## [Records shown]

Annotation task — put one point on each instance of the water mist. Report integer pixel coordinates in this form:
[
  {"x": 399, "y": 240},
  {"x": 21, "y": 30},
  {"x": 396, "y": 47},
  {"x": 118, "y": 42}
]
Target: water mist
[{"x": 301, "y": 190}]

## [Task prompt]
Please lay out every line of the items above as a Markdown table with the columns "Row" and "Text", numbering the rows and leaving out blank lines.

## [Final result]
| Row | Text |
|---|---|
| 1 | Annotation task — put one point on each instance of the water mist. Report integer pixel coordinates in this form: |
| 2 | [ |
| 3 |   {"x": 399, "y": 240}, |
| 4 |   {"x": 21, "y": 30}, |
| 5 |   {"x": 396, "y": 47}, |
| 6 |   {"x": 118, "y": 42} |
| 7 | ] |
| 8 | Target: water mist |
| 9 | [{"x": 301, "y": 190}] |